Dataset records on object locations:

----------------

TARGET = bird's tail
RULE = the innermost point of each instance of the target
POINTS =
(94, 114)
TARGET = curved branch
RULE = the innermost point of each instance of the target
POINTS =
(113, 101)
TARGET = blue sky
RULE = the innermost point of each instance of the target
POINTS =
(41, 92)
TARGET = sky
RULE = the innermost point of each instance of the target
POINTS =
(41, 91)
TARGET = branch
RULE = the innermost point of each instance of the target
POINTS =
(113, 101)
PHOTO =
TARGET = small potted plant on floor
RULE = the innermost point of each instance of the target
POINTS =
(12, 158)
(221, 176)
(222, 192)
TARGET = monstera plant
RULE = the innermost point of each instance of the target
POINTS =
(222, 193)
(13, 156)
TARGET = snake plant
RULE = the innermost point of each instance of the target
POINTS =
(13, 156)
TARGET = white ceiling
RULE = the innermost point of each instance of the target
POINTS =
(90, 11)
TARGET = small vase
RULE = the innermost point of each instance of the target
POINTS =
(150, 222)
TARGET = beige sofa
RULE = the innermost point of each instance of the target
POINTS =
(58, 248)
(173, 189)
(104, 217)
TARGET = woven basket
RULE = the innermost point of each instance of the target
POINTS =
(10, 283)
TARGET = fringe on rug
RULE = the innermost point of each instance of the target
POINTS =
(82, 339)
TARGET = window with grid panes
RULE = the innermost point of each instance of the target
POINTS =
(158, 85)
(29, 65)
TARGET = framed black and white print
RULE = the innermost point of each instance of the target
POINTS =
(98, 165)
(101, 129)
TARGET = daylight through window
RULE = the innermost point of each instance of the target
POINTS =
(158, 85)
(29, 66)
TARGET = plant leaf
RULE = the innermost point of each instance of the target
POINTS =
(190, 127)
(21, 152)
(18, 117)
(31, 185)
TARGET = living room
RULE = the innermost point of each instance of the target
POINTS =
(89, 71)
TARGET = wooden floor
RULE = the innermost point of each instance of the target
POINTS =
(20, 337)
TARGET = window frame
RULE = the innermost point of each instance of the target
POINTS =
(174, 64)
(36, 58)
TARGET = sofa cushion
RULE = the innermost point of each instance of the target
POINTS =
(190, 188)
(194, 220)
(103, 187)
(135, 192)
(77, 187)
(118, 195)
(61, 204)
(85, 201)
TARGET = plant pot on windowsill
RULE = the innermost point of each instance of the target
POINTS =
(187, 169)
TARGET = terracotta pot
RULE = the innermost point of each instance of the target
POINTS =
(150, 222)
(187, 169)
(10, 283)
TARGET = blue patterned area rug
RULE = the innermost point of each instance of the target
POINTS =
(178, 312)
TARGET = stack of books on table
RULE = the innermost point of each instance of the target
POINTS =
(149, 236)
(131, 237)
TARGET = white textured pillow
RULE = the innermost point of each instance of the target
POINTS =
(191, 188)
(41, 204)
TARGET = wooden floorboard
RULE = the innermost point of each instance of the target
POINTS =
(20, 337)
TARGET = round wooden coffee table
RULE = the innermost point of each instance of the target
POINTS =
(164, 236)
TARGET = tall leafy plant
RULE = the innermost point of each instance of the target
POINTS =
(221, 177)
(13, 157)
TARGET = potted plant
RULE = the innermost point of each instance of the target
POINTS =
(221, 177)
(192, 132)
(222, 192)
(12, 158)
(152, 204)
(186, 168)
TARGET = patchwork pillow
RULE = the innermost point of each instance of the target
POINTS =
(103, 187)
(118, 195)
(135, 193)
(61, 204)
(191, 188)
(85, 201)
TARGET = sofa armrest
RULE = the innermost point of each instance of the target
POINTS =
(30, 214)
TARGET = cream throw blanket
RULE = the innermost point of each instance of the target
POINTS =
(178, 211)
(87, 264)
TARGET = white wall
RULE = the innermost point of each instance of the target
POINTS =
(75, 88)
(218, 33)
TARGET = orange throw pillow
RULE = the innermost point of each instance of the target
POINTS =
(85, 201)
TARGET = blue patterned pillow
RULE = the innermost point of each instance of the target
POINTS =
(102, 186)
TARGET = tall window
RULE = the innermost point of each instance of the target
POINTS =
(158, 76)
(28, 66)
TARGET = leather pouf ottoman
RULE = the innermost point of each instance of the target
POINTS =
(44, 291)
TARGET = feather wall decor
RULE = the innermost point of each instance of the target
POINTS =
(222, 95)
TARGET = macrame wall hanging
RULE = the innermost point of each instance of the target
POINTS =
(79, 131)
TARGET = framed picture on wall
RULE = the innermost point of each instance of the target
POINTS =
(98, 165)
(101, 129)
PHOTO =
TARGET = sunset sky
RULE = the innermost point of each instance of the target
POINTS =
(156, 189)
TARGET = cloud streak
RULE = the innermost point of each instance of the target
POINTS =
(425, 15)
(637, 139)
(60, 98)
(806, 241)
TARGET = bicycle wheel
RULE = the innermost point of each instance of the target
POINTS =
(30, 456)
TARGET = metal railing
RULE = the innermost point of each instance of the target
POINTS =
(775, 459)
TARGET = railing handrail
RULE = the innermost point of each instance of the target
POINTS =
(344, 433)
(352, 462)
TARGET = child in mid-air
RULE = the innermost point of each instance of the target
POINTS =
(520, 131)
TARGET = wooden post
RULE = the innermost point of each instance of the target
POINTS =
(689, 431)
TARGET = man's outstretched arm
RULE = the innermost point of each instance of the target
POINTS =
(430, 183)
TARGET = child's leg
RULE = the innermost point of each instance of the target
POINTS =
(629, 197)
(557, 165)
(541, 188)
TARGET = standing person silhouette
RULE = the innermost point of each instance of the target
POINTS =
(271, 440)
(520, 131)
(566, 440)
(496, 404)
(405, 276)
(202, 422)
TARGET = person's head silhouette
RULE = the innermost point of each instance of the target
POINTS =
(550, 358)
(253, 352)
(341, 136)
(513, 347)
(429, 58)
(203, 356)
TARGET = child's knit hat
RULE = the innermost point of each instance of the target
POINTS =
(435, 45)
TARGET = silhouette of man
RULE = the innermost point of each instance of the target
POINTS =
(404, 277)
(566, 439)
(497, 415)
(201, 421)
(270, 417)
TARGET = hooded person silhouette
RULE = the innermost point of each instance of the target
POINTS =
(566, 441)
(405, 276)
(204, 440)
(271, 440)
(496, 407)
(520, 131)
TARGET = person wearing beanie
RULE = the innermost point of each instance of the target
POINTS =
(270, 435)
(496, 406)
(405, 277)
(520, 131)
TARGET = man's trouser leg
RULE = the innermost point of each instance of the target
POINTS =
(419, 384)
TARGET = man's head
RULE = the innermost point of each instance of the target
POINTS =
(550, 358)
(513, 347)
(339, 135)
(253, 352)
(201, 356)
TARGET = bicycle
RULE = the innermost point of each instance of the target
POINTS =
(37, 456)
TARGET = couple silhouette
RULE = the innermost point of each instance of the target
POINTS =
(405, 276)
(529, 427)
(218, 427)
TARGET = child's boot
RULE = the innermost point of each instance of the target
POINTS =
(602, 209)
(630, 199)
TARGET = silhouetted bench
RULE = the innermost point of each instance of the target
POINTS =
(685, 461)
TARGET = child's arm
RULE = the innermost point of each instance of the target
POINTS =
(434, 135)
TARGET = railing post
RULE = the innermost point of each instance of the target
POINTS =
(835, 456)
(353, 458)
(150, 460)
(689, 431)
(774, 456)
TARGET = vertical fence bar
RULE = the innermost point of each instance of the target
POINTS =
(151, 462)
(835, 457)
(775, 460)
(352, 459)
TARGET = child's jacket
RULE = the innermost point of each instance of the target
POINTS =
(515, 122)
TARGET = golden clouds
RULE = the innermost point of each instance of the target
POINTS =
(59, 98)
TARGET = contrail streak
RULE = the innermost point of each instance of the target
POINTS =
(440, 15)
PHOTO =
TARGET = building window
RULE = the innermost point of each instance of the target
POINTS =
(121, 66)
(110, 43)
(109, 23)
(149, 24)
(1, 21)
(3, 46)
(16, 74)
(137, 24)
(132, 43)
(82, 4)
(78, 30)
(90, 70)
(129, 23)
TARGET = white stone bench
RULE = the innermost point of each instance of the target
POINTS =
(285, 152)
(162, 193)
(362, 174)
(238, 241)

----------------

Starting at the line with "TARGET = golden clouds" and running through the last line of the records, give those lines as a Markdown table with the columns Row and Line, numbering each line and leaving out blank lines.

| Row | Line |
|---|---|
| 1 | TARGET = golden clouds |
| 2 | RULE = the innermost point of each instance of the target |
| 3 | POINTS = |
| 4 | (59, 98) |
| 5 | TARGET = contrail streak |
| 6 | RULE = the innermost point of each instance of the target |
| 7 | POINTS = |
| 8 | (440, 15) |
| 9 | PHOTO = |
| 10 | TARGET = building window |
| 11 | RULE = the innermost point of each instance of the target |
| 12 | POINTS = |
| 13 | (121, 66) |
| 14 | (110, 43) |
| 15 | (109, 23) |
| 16 | (149, 24) |
| 17 | (1, 21) |
| 18 | (3, 46) |
| 19 | (16, 74) |
| 20 | (137, 24) |
| 21 | (132, 43) |
| 22 | (82, 4) |
| 23 | (78, 30) |
| 24 | (90, 70) |
| 25 | (129, 23) |
| 26 | TARGET = white stone bench |
| 27 | RULE = the innermost point of each instance of the target |
| 28 | POINTS = |
| 29 | (285, 152) |
| 30 | (162, 193) |
| 31 | (362, 174) |
| 32 | (238, 241) |